Given text –

•••

Two projects that relied on Charm++ have been named finalists for the Gordon Bell Special Prize for High Performance Computing-Based COVID-19. In its second year, the special prize recognizes outstanding research achievement toward the understanding of the COVID-19 pandemic. Both projects use NAMD, which is one of the earliest Charm++ applications.
The first project, led by the University of California San Diego’s Rommie Amaro and a multi-institution team, sought to provide atomic-level views of the SARS-CoV-2 virus within a respiratory aerosol. Current experimental methods are limited in their ability to study aerosols at the atomic/molecular level, and the work extends the capabilities of multi-scale computational microscopy to address those limits. A full list of team members is available here.
The second, authored by a multi-institutional team including researchers from Argonne National Laboratory and the University of Illinois Urbana-Champaign, considered the COVID-19 replication transcription complex, which is responsible for replicating and transcribing the viral mRNA. Conventional tools do not capture important dynamics of this molecular machine. This study provided an innovative workflow using a hierarchy of AI-methods that continually learn and infer features for maintaining consistency between finite element analysis continuum simulations and all-atom molecular dynamics simulations. A full list of team members is available here.

•••

Action item –
Answer these questions from the text on the Gordon Bell finalists:
(a) Which Charm++ application do both projects use?
(b) Who led the first project?
(c) What is the COVID-19 replication transcription complex responsible for?

•••

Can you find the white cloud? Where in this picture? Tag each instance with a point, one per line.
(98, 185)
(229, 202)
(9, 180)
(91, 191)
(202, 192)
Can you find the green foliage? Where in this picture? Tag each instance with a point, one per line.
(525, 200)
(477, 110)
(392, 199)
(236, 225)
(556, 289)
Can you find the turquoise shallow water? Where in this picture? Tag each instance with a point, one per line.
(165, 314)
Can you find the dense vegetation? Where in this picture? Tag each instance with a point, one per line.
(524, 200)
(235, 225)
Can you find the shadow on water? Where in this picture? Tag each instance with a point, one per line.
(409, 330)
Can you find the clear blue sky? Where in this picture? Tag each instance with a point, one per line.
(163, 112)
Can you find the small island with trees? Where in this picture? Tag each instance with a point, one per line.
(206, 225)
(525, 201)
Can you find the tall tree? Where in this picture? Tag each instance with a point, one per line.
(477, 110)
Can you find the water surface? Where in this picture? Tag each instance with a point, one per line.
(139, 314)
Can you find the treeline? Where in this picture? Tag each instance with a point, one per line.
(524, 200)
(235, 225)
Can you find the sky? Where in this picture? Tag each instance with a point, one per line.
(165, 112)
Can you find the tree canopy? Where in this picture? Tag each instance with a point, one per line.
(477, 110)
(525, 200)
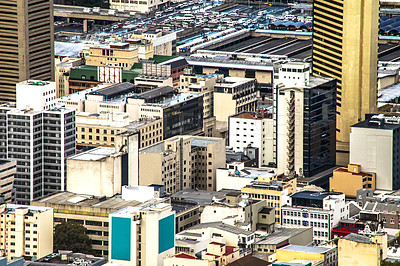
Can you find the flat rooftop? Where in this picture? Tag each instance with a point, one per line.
(282, 234)
(95, 154)
(74, 199)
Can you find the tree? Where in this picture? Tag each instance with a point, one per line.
(72, 236)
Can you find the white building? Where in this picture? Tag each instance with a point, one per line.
(320, 210)
(142, 235)
(36, 95)
(255, 130)
(374, 145)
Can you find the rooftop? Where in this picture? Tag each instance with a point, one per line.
(95, 154)
(306, 249)
(282, 234)
(74, 199)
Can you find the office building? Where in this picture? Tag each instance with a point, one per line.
(90, 211)
(142, 235)
(349, 180)
(345, 47)
(27, 44)
(35, 94)
(40, 142)
(374, 145)
(26, 230)
(182, 162)
(320, 210)
(204, 85)
(304, 110)
(252, 129)
(8, 169)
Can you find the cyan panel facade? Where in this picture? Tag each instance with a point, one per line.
(166, 233)
(121, 238)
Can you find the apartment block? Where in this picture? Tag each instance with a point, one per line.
(202, 84)
(26, 231)
(253, 129)
(305, 121)
(27, 44)
(40, 142)
(182, 162)
(374, 144)
(234, 95)
(345, 47)
(143, 235)
(274, 190)
(90, 211)
(35, 94)
(320, 210)
(8, 170)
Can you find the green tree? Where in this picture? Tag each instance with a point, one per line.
(72, 236)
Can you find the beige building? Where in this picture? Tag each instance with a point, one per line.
(357, 249)
(8, 169)
(89, 211)
(116, 54)
(345, 47)
(182, 162)
(26, 44)
(234, 95)
(62, 70)
(202, 84)
(349, 180)
(26, 231)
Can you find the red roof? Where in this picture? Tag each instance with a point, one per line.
(229, 250)
(185, 256)
(216, 243)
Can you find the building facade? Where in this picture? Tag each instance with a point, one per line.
(27, 44)
(345, 47)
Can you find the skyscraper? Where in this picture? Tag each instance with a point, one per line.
(345, 47)
(26, 43)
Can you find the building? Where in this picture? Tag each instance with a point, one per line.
(142, 235)
(27, 231)
(373, 145)
(27, 44)
(204, 85)
(114, 55)
(274, 190)
(284, 236)
(349, 180)
(234, 95)
(305, 121)
(360, 249)
(144, 7)
(8, 170)
(90, 211)
(40, 142)
(341, 37)
(255, 130)
(35, 94)
(182, 162)
(329, 256)
(320, 210)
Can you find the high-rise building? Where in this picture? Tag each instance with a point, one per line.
(40, 141)
(26, 43)
(345, 47)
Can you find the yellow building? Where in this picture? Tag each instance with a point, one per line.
(117, 54)
(291, 252)
(89, 211)
(274, 190)
(349, 180)
(356, 249)
(345, 47)
(26, 231)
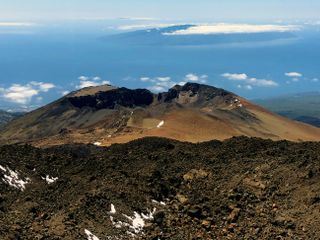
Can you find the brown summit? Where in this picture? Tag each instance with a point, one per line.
(193, 112)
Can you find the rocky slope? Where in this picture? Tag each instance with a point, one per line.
(193, 112)
(157, 188)
(6, 117)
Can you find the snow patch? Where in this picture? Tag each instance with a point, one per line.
(135, 223)
(12, 178)
(158, 203)
(90, 236)
(160, 124)
(3, 169)
(49, 179)
(113, 209)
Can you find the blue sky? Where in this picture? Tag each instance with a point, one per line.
(43, 61)
(164, 9)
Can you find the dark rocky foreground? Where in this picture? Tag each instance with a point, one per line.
(161, 189)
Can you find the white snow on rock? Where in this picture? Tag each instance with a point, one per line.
(113, 209)
(160, 124)
(3, 169)
(12, 178)
(49, 179)
(157, 202)
(90, 236)
(135, 223)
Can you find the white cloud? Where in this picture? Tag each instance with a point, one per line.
(145, 79)
(85, 82)
(249, 81)
(235, 76)
(16, 24)
(224, 28)
(43, 87)
(143, 26)
(161, 84)
(163, 79)
(64, 93)
(293, 74)
(191, 77)
(23, 94)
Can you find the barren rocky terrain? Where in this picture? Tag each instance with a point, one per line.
(155, 188)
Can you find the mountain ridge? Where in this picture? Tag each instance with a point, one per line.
(192, 112)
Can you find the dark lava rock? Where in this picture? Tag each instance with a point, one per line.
(242, 188)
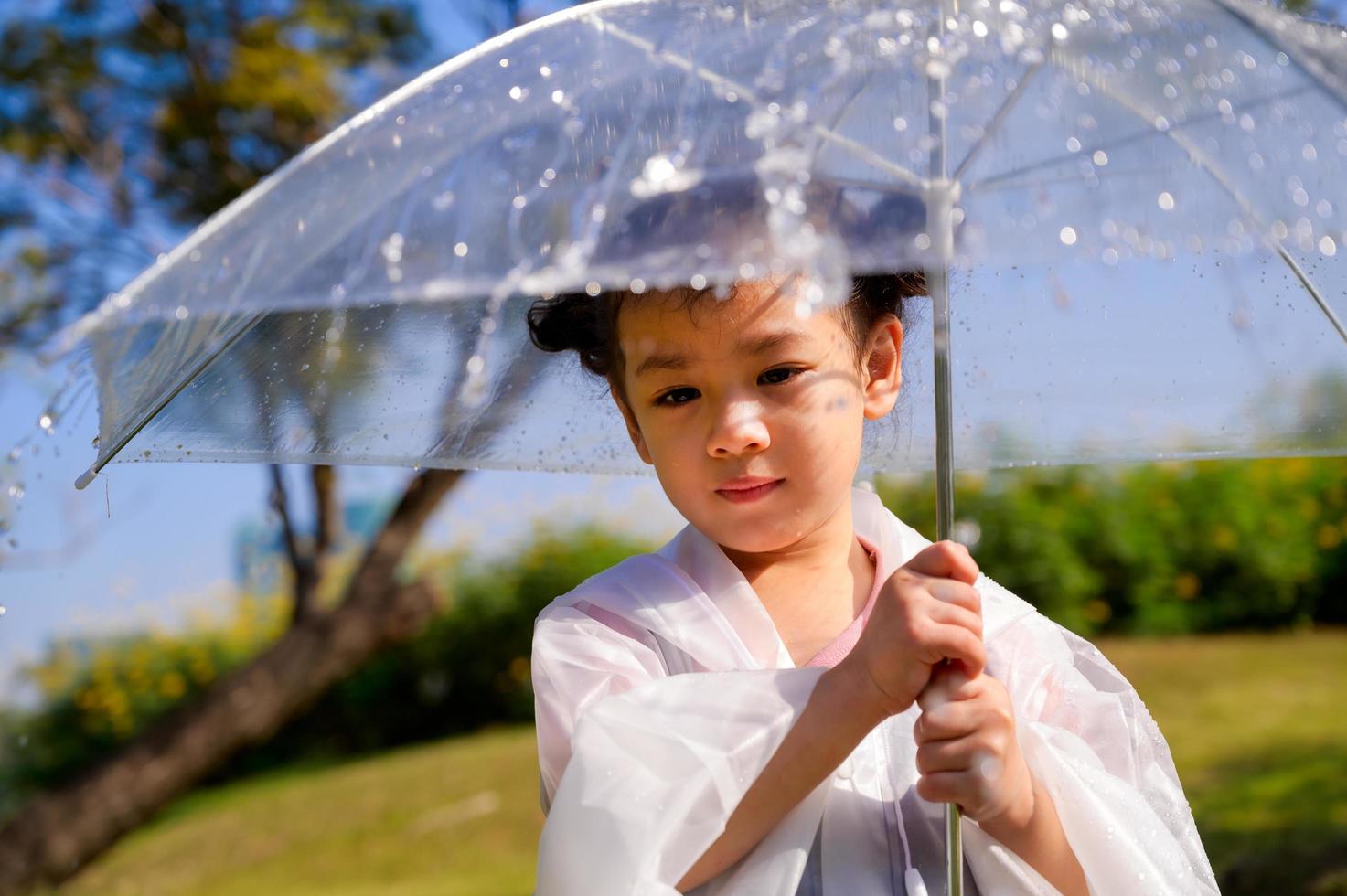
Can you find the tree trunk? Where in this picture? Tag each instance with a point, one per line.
(59, 833)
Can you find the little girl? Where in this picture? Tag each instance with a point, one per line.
(780, 699)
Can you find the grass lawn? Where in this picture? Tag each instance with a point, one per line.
(1257, 724)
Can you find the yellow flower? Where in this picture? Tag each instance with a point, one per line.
(1329, 537)
(173, 686)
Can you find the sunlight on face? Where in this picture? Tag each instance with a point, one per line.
(751, 415)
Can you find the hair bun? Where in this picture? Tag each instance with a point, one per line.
(572, 321)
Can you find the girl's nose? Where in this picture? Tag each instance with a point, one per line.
(738, 429)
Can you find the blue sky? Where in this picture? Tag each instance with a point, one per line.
(166, 549)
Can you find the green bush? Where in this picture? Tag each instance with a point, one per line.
(1159, 549)
(100, 691)
(467, 668)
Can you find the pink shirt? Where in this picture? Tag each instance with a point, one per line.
(842, 645)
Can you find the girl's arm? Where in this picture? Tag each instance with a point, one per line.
(925, 613)
(1040, 841)
(840, 711)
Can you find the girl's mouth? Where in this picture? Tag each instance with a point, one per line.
(748, 489)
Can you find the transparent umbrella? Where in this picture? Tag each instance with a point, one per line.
(1129, 215)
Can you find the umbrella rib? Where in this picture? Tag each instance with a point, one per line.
(1132, 138)
(1312, 68)
(1206, 164)
(714, 79)
(996, 122)
(87, 477)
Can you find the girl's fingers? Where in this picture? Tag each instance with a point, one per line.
(968, 788)
(945, 560)
(958, 643)
(958, 593)
(951, 755)
(951, 614)
(948, 683)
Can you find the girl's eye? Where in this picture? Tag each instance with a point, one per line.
(678, 397)
(779, 375)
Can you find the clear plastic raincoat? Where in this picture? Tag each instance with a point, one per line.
(663, 690)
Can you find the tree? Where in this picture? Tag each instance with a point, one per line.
(135, 122)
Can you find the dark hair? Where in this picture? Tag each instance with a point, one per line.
(733, 202)
(587, 324)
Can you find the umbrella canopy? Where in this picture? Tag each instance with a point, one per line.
(1139, 205)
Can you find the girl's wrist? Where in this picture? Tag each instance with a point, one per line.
(1019, 819)
(854, 694)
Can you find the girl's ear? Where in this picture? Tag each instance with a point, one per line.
(882, 367)
(634, 430)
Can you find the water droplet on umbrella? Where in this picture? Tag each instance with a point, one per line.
(392, 248)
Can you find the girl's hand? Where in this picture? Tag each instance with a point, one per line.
(967, 750)
(925, 612)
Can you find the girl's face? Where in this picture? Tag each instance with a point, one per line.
(752, 417)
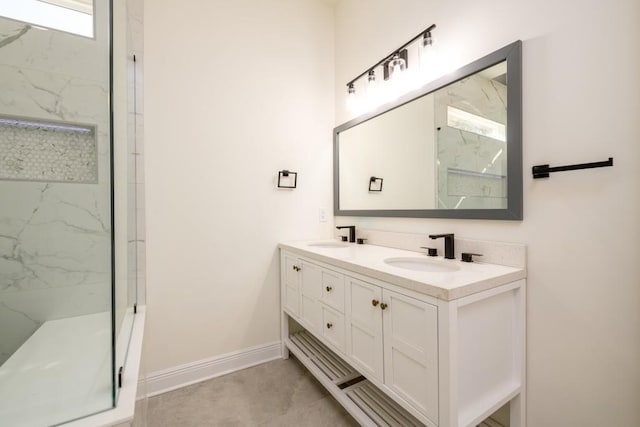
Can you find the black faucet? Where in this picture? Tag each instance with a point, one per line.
(352, 231)
(449, 252)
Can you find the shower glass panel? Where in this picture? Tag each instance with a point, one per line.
(57, 334)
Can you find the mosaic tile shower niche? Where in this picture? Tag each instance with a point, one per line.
(34, 150)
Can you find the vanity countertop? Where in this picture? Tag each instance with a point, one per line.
(368, 260)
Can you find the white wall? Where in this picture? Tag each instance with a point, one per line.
(234, 92)
(581, 86)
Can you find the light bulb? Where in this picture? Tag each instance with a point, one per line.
(428, 57)
(396, 66)
(352, 100)
(373, 91)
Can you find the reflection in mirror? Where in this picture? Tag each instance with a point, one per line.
(471, 118)
(453, 150)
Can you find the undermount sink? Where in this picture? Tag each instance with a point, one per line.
(329, 244)
(422, 264)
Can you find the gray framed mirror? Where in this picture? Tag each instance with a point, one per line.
(452, 149)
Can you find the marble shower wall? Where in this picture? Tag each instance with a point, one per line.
(55, 253)
(472, 168)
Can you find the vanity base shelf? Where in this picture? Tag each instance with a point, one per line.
(379, 407)
(368, 405)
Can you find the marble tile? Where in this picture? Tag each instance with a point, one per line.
(280, 393)
(65, 54)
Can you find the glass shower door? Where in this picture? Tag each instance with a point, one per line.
(56, 252)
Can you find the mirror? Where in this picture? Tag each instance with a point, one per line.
(452, 149)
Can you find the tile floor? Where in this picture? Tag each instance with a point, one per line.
(278, 393)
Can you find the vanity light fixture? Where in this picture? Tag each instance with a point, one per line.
(393, 65)
(352, 102)
(397, 64)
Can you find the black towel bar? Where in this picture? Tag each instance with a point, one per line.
(543, 171)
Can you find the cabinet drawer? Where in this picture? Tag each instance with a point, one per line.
(332, 289)
(333, 327)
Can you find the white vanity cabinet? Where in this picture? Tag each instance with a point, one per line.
(319, 294)
(393, 338)
(396, 356)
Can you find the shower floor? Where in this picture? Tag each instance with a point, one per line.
(62, 372)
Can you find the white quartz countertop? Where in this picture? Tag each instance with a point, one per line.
(368, 260)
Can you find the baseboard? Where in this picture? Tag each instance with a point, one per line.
(181, 376)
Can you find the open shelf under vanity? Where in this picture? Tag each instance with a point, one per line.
(362, 399)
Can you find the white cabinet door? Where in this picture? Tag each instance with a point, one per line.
(333, 289)
(291, 284)
(311, 292)
(333, 328)
(364, 327)
(411, 351)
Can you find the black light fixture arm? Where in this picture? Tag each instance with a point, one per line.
(388, 57)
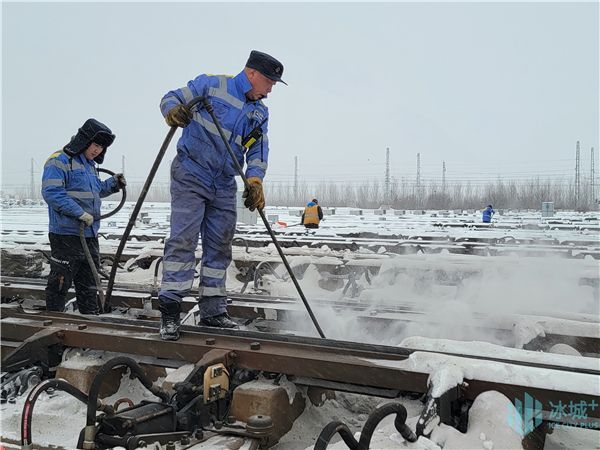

•••

Response –
(a) NAMD
(b) Rommie Amaro of the University of California San Diego
(c) Replicating and transcribing the viral mRNA